BEGIN Records

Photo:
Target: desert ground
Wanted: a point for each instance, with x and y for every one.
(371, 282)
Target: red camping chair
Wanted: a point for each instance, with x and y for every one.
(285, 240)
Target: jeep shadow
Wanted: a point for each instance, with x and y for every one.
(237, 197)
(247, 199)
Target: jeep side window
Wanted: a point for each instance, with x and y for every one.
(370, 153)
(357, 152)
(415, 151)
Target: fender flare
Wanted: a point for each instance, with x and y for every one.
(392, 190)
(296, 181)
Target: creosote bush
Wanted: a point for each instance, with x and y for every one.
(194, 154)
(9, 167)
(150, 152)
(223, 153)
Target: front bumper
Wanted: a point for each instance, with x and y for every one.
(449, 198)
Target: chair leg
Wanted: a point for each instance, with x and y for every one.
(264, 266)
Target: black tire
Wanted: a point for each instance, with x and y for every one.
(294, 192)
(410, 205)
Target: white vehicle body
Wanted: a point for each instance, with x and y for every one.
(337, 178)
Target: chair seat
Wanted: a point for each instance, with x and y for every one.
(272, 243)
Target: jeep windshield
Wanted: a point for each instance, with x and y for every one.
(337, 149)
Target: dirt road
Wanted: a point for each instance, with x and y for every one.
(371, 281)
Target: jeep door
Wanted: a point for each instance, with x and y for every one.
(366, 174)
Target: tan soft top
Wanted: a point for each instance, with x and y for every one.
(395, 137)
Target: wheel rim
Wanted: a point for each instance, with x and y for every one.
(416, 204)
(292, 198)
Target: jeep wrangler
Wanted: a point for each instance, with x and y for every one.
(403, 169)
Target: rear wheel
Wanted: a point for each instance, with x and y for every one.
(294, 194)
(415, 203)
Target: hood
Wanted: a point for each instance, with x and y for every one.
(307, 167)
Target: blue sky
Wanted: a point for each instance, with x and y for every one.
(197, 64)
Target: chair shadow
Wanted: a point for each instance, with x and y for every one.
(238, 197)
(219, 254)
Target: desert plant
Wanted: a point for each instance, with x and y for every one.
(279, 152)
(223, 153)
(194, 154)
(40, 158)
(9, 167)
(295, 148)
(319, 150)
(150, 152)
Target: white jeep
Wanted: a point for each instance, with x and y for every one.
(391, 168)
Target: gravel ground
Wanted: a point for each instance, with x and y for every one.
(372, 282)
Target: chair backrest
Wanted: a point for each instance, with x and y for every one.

END Records

• Task to carry out
An exact copy of every record is required here.

• Exercise solution
Photo:
Target: desert ground
Wanted: a point for each instance, with x and y for every one.
(371, 282)
Target: red camping chair
Wanted: a point for each instance, with x and y for every one.
(285, 240)
Target: jeep shadow
Wanted: a point for each instance, with x and y for every one.
(237, 197)
(247, 199)
Target: jeep side window
Wanted: a point for each instance, with x and y for every one.
(370, 153)
(357, 152)
(415, 151)
Target: fender flare
Wanted: a point for each instance, with x and y for every one.
(392, 190)
(296, 181)
Target: creosote bush
Wanted: a point for each instance, with x and y for every one.
(194, 154)
(9, 167)
(150, 152)
(223, 153)
Target: front bumper
Wanted: a point for each instance, with x and y for every one.
(449, 198)
Target: chair leg
Wanted: a point for each instance, with x and y for every one.
(264, 266)
Target: black tire
Wanted: a point for each instance, with x and y for every one.
(294, 192)
(410, 205)
Target: white vehicle body
Wanted: a point for each instance, with x and y for every one.
(337, 178)
Target: chair seat
Wanted: a point for each instance, with x and y for every one.
(272, 243)
Target: jeep windshield
Wanted: a point for each instance, with x and y for every one.
(337, 149)
Target: dirt road
Wanted: a point for each instance, with x and y for every one.
(371, 281)
Target: jeep door
Wanted: a point for each instance, with x and y for every one.
(366, 174)
Target: tan soft top
Wanted: a point for each instance, with x and y for every one.
(395, 137)
Target: wheel rim
Wanted: a point for each instance, with x and y for every one.
(416, 204)
(292, 198)
Target: jeep wrangler
Wanted: a point for each instance, with x and y for every one.
(403, 169)
Target: rear wheel
Wanted: a point for each instance, with x and y for every one.
(294, 194)
(415, 203)
Target: hood
Wanted: a point for each instance, with x and y for every one.
(307, 167)
Target: blue sky
Wanted: a point for each instance, with x and y for every one.
(197, 64)
Target: chair shadow
Wanted: a point for each instance, with x and y for every one.
(238, 197)
(219, 254)
Target: desert plant
Wanted: a point for each instance, with x and y for every one.
(279, 152)
(223, 153)
(194, 154)
(40, 158)
(9, 167)
(295, 148)
(319, 150)
(150, 152)
Target: white jeep
Wanted: a point for each instance, with x and y for every one.
(391, 168)
Target: gravel ground
Wanted: a point for each instance, with x and y for every one.
(372, 282)
Target: chair backrest
Wanted: a point for each instance, with x and y for every one.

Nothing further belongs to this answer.